=== AVAILABLE DATA ===
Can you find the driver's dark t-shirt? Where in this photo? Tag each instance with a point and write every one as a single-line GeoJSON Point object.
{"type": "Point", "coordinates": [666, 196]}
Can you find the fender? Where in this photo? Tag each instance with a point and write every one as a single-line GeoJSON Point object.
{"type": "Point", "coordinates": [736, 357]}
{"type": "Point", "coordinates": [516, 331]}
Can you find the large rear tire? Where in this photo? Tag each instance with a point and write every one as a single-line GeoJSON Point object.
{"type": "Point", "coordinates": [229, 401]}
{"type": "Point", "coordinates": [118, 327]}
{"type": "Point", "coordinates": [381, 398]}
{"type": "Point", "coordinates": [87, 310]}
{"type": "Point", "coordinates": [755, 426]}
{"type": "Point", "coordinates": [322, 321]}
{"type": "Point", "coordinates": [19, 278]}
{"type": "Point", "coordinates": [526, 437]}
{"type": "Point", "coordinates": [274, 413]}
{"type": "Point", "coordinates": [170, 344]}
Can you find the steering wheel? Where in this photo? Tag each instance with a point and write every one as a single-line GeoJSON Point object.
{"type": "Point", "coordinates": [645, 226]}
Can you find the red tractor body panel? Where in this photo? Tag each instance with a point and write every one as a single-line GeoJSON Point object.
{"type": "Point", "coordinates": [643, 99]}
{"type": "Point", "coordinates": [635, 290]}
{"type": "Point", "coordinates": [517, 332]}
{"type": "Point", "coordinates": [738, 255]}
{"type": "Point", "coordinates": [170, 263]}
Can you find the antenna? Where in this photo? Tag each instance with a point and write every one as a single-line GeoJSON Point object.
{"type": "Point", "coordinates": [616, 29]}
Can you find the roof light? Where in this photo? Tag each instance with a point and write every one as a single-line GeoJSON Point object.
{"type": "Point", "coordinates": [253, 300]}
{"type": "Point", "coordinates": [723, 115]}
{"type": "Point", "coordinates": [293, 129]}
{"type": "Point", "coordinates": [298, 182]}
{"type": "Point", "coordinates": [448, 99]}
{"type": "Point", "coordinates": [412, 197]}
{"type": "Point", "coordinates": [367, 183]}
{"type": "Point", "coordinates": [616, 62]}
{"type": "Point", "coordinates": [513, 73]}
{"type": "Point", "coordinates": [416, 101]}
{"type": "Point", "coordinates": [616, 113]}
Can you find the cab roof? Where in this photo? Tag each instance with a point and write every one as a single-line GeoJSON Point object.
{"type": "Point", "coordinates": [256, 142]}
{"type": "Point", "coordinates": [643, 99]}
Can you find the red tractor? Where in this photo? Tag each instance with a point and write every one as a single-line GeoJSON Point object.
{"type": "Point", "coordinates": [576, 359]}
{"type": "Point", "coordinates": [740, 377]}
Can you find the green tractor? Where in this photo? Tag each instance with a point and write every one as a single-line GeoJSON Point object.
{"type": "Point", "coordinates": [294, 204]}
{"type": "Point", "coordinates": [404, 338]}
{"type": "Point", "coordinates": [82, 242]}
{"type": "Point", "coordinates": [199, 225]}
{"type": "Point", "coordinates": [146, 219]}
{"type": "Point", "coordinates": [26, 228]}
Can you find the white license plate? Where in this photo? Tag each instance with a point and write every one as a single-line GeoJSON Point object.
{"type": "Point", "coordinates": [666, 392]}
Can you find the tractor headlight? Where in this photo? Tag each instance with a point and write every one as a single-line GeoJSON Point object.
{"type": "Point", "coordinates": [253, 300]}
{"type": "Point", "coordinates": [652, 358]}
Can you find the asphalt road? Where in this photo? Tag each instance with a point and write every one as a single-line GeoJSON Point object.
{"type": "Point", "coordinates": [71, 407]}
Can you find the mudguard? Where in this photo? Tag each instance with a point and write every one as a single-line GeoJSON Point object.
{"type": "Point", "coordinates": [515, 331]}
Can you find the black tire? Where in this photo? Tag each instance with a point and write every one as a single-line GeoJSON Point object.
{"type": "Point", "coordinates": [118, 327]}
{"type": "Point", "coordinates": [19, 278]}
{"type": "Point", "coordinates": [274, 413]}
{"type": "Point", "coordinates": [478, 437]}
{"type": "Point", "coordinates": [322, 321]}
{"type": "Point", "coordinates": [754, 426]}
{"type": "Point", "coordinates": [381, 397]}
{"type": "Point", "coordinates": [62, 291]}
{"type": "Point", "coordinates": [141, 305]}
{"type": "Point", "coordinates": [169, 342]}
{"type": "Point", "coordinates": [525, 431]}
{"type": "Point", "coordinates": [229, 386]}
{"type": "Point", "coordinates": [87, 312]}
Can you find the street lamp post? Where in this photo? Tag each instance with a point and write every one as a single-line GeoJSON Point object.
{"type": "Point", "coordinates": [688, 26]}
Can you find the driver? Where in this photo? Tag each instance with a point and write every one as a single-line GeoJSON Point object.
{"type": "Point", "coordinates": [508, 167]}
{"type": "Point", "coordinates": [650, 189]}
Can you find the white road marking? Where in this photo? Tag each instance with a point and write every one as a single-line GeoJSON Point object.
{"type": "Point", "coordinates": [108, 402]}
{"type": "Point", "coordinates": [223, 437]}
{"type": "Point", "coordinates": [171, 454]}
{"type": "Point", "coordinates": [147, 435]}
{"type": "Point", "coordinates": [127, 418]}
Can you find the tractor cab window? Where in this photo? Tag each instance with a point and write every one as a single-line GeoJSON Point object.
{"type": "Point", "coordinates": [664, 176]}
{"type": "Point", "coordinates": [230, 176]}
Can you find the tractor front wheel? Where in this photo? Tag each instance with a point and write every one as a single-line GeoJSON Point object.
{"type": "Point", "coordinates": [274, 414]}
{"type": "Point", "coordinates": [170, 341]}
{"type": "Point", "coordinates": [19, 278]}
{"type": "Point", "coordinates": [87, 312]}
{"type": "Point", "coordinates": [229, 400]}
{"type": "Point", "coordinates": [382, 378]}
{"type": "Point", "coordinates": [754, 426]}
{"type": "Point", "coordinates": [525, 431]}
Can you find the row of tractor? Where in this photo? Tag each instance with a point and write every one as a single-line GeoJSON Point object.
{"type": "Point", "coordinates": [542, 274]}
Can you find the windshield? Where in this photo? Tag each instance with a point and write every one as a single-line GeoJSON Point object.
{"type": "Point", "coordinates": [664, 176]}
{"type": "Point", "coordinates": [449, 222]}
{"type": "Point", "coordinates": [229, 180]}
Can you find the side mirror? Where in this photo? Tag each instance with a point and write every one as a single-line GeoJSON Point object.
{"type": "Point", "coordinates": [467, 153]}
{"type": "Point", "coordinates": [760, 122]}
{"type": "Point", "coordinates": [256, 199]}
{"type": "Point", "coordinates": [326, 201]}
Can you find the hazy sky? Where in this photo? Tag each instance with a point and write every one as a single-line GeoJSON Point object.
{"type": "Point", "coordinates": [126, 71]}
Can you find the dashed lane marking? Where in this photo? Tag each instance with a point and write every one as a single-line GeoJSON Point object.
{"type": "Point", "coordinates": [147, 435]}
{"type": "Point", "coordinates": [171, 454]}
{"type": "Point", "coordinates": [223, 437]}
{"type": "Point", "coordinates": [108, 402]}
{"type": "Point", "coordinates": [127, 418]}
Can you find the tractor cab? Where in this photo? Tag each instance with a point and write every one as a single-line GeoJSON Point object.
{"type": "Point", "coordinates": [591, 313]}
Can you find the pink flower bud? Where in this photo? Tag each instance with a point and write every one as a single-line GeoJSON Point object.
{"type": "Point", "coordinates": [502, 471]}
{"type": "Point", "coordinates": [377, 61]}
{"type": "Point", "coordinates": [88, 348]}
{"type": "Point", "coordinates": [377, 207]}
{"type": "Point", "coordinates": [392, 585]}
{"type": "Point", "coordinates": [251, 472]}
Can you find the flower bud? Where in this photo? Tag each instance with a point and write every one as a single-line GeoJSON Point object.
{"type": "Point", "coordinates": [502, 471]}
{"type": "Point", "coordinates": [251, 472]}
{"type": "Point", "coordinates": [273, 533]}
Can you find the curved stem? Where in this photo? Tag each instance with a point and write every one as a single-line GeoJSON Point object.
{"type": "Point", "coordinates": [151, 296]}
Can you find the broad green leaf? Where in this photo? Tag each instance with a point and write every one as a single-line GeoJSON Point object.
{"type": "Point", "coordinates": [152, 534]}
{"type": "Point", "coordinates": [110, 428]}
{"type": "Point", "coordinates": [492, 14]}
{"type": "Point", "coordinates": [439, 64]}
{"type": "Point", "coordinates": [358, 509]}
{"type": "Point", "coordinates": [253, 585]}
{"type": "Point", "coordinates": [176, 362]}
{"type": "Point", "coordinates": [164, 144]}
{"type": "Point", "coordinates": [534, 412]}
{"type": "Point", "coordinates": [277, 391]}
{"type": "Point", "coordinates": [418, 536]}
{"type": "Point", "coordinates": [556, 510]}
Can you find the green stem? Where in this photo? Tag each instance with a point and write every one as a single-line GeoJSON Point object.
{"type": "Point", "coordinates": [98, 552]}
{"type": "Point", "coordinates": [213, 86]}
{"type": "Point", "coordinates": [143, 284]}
===
Could you set out the stretch from the line containing "Can you find the curved" through the end of the records, both ends included, as a numbered list with blank lines left out?

> [WRITTEN SOLUTION]:
1. Can you find the curved stem? Where in this photo? Tag each instance with a point and write every one as a single-line GeoJSON Point object.
2. {"type": "Point", "coordinates": [151, 296]}
3. Can you find the broad green leaf? Where in this photo? Tag each instance with a point and write every one as a single-line GeoJSON Point object.
4. {"type": "Point", "coordinates": [152, 534]}
5. {"type": "Point", "coordinates": [110, 428]}
6. {"type": "Point", "coordinates": [492, 14]}
7. {"type": "Point", "coordinates": [439, 64]}
8. {"type": "Point", "coordinates": [358, 509]}
9. {"type": "Point", "coordinates": [253, 585]}
10. {"type": "Point", "coordinates": [176, 362]}
11. {"type": "Point", "coordinates": [164, 144]}
12. {"type": "Point", "coordinates": [534, 412]}
13. {"type": "Point", "coordinates": [277, 391]}
14. {"type": "Point", "coordinates": [418, 536]}
15. {"type": "Point", "coordinates": [556, 510]}
16. Can you find the green stem? Where in this photo? Tag each instance with a point and write every one as a single-line GeoJSON Point object.
17. {"type": "Point", "coordinates": [98, 552]}
18. {"type": "Point", "coordinates": [213, 86]}
19. {"type": "Point", "coordinates": [143, 284]}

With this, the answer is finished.